This is chapter 2 of
my story, ‘Words Never Spoken’. These
entries will appear from time to time in addition to my regular blog
posts. I hope you enjoy them; they are a
compilation of memoirs from my father’s life in the United States that I’ve gathered,
along with stories from my classroom. To
read the prologue and chapter 1, click here.
Chapter 2 – Ms. Dornan
Each year our school puts out a yearbook that contains class
pictures. In order to insure that there
are no mistakes, teachers are given copies of the class pictures to make sure
that names are spelled correctly and the right students are in each class. A few weeks ago, we received those copies in
our mailboxes. Lindsay, a 23 year old
first year teacher, came to me after looking at her copy of the class picture.
Lindsay: “I
look like one of the kids.”
Me: “C’mon, I doubt that.”
Lindsay: “Seriously.
If they wrote ‘Lindsay Dornan’ instead of ‘Ms. Dornan’ as the caption,
you’d think I was IN the
class, not TEACHING the
class.”
I looked at the picture; she was right. It was difficult to discern her youthful face
from the beaming smiles of the 10 year old students that were in her homeroom. I couldn’t help laughing a little. I also couldn’t help but think of what it
would be like if, in 30 or 40 years, I came across a picture from my first year
teaching. Would I remember how excited
and nervous I was on that first day?
Would I remember all the incredible stories from the students that I had
that year? And, would I remember how the
year was filled with difficult and unexpected challenges?
***
In the summer of 1966, my father found out that he had been
accepted into the University
of Missouri doctorate
program for metallurgical engineering. 3
years of hard work, careful planning and saving money had come to come to that
moment. Now it was time for the second
part of his plan to take effect. He
began packing and preparing for America . Finally, in November, he boarded an airplane
to Seattle , Washington .
He was 23 years old.
When he exited the airplane on November 30, 1966, it was the
first time my father had set foot in a different country. As he told me about that day, I recalled the
day I left for college. That August, my
parents drove with me to Boston
ease the transition. When they left, I
recall the thought of ‘Oh man, I know no
one here, and my family is 500 miles away!’ I was scared, excited, and
everything in between – and my friends and family were only a phone call
away. I would see them on Thanksgiving
and Christmas, and even some long weekends in between. Can you imagine the magnitude of emotions
that must have been pulsating through my dad?
Not only did he not know anyone, but he didn’t know the language
well. On top of that, the only
communication he would have with family is through mail – and in 1966
international mail took weeks – and sometimes even months – to get to its
destination. The next time my father
would return to his native Taiwan ,
he would have a wife and two young children with him. Not that these thoughts would be on his
mind. He had other things to think
about.

Point placement rows:
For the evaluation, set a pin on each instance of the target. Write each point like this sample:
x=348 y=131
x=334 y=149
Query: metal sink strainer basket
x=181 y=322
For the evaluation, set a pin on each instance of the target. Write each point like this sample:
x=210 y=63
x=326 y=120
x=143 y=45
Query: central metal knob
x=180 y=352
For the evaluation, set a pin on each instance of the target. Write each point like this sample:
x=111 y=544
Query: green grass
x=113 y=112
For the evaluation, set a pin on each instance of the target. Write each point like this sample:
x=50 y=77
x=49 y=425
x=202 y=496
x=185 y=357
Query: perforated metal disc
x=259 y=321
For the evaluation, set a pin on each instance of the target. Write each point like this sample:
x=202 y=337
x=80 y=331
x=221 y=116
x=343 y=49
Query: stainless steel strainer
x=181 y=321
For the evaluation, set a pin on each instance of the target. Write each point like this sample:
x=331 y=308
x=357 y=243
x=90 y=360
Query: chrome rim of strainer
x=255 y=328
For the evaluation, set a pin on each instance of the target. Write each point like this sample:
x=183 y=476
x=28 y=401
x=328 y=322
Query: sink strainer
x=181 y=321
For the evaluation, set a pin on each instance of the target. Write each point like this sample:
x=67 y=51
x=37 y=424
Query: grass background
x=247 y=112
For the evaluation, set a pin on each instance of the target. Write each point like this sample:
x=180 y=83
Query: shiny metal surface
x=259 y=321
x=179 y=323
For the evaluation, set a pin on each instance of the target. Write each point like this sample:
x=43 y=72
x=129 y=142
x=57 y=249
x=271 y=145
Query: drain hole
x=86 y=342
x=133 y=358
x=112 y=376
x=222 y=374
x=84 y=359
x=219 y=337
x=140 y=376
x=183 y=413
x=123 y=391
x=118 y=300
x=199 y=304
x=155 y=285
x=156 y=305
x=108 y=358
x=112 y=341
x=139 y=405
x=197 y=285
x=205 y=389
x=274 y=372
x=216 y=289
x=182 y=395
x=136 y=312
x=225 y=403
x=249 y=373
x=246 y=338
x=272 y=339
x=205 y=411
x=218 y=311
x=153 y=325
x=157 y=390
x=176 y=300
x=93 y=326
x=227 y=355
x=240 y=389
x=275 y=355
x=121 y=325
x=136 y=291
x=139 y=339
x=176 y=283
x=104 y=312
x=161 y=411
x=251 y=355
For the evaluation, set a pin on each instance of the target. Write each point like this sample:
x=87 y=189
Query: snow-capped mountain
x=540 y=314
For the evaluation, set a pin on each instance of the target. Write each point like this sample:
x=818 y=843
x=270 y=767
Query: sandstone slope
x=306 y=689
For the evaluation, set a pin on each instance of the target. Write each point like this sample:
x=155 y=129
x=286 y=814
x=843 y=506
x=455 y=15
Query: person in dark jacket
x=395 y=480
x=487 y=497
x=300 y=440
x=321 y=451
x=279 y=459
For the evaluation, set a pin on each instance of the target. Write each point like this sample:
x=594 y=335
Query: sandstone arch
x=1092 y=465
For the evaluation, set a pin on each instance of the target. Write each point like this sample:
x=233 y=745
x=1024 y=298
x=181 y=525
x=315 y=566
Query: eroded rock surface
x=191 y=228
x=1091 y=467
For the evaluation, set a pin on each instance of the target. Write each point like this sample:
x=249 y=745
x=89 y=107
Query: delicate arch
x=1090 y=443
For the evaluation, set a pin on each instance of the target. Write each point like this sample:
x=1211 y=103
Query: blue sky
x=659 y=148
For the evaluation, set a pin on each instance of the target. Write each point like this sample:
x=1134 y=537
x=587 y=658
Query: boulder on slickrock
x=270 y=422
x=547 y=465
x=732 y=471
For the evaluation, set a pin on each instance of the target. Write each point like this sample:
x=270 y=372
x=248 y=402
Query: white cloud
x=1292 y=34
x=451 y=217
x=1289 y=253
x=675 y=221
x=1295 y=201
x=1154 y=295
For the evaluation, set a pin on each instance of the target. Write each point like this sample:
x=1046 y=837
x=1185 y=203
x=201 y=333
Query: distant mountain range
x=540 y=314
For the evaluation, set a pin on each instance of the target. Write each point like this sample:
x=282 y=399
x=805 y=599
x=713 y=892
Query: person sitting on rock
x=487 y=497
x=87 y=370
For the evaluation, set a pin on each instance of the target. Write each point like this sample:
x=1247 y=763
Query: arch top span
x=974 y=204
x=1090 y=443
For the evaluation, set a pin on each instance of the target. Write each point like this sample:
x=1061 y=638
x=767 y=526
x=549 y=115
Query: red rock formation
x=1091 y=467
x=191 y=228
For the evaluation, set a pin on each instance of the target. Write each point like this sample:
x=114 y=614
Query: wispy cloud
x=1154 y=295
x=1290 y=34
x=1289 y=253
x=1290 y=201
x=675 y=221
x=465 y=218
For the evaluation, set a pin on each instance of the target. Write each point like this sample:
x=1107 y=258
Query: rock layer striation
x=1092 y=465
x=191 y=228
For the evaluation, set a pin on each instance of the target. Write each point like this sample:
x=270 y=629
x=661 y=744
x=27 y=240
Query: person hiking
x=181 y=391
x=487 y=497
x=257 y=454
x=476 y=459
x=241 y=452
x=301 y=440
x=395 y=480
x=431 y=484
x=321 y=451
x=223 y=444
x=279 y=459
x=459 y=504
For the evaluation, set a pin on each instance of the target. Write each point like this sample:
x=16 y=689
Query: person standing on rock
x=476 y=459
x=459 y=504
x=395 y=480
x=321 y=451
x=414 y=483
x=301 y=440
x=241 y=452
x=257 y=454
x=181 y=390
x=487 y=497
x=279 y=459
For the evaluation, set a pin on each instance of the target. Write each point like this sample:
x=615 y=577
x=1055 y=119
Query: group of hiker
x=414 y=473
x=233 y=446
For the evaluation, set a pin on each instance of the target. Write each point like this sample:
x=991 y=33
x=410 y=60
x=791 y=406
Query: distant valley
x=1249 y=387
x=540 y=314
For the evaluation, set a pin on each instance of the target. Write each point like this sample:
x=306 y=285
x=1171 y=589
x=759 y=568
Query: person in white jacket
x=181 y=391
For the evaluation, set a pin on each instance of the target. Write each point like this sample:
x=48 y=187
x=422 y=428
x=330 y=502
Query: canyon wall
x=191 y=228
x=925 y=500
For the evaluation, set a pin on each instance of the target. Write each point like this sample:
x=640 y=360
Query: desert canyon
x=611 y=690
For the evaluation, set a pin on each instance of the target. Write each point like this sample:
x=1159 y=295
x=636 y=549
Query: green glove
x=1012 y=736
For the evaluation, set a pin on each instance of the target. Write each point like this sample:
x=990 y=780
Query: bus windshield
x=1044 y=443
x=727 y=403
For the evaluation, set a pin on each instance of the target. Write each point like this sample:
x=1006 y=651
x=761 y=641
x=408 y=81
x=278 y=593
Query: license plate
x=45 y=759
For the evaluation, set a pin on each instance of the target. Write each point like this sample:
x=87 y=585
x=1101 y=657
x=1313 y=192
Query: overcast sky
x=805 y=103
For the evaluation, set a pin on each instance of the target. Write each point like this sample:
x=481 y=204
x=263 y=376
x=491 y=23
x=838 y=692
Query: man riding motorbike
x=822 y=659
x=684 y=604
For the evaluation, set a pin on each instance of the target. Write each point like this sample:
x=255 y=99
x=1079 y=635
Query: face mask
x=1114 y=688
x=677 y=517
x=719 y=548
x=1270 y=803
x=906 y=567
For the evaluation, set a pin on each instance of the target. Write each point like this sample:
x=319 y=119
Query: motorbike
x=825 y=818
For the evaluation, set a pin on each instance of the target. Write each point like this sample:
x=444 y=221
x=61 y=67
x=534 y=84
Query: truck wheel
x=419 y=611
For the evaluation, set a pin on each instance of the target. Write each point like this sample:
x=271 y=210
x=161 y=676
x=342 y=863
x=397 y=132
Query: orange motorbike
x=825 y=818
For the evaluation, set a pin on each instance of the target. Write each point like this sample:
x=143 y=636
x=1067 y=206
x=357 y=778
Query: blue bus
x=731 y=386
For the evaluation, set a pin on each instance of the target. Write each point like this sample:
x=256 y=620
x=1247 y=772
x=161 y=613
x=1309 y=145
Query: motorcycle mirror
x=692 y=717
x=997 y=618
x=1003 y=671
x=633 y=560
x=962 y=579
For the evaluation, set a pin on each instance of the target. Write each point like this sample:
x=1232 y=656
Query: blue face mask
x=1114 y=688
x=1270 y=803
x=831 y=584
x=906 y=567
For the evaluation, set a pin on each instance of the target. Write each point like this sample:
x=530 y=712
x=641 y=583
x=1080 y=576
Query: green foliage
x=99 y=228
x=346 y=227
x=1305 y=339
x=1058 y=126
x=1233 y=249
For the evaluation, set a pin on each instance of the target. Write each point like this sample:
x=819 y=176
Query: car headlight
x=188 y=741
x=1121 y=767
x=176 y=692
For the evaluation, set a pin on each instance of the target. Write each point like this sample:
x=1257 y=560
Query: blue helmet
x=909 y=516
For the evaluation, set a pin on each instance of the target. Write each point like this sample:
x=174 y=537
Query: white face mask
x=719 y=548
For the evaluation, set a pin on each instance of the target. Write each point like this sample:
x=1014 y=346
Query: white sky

* _SET PROBLEM A_
Condense the paragraph in the story chapter that begins "In the summer of 1966" into a short bulleted list that keeps its main facts.
* _SET PROBLEM B_
Carry on the story chapter about the father's arrival in America, starting right after its last sentence.

* _TASK RESULT A_
- In the summer of 1966, the father was accepted into the University of Missouri doctorate program for metallurgical engineering.
- This followed 3 years of hard work, careful planning and saving money.
- He then packed and prepared for America.
- In November, he boarded an airplane to Seattle, Washington.
- He was 23 years old.

* _TASK RESULT B_
The plan was for him to work for a few weeks so finances
wouldn’t be as tight when he started his graduate program at the University of Missouri . My uncle, the 2nd of the 6 sons that
my grandmother bore, had a friend in Seattle
that my father would stay with. Unfortunately,
he wasn’t able to find a job for those weeks so it was off to Missouri without any additional money. While he didn’t leave with any extra cash, he did
come out of Seattle with a strip of black and
white photo booth pictures – the only artifacts that remain from his short stay
in Seattle . He stumbled across these pictures during the
last week he was in the United
States while he was packing to leave. It seems poetic that he would find pictures from
his first week in the U.S.
during the final week he was in this country.
These photographs are now a fixture in the mirror above my dresser. He
looks almost exactly the same as he does now.
My father, about 1 week after coming to America. |
If those pictures could speak, they might tell me that my
father was excited for the opportunities that awaited him, but also nervous
because of the unknown. But these
pictures don’t speak. All I see is a
confident young man that is in high spirits.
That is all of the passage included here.